● To-do list
1. In the economics passage, what Greek word is the term "economics" traced back to?
2. Please write out everything in the economics passage from "Inflation. Raising the" down to "control our economy.", replacing "Recession" with "Unemployment".

● Document
+ + + + + + +
Inflation. Raising the minimum wage. Prescription drug price control. Recession.
Economics is a popular discussion topic these days. Ironically, while the word “economics” is spoken in nearly every quarter, the understanding of economics is difficult to find, including among those who seek to control our economy.
What is the definition of economics? Like so much of Western life, modern economic thought can be traced back to the Greeks in general and Aristotle in particular. According to the online Stanford Encyclopedia of Philosophy, Aristotle’s “unit of analysis was the oikos, or household, from which the word economy is derived.” At its most basic, the term “economics” can be traced back to the Greek word oikonomia, or household management, a term which referred to the managing of household needs and the available resources to meet those needs. Through the progress of time, the study of economics was given more and more thought, developing into the discipline of “political economy” from the Enlightenment until the 19th Century, when it was increasingly shortened to the term we are familiar with today. In 1932, British Economist Sir Lionel Robbins wrote what is now considered to be the standard definition of modern economics: “Economics is the science which studies human behavior as a relationship between ends and scarce means which have alternative uses.”
+ + + + + + +
● Given material
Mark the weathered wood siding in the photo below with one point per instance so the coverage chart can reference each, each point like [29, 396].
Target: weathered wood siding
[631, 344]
+ + + + + + +
● Answers provided
1. Oikonomia, meaning household management.

2.
Inflation. Raising the minimum wage. Prescription drug price control. Unemployment.
Economics is a popular discussion topic these days. Ironically, while the word “economics” is spoken in nearly every quarter, the understanding of economics is difficult to find, including among those who seek to control our economy.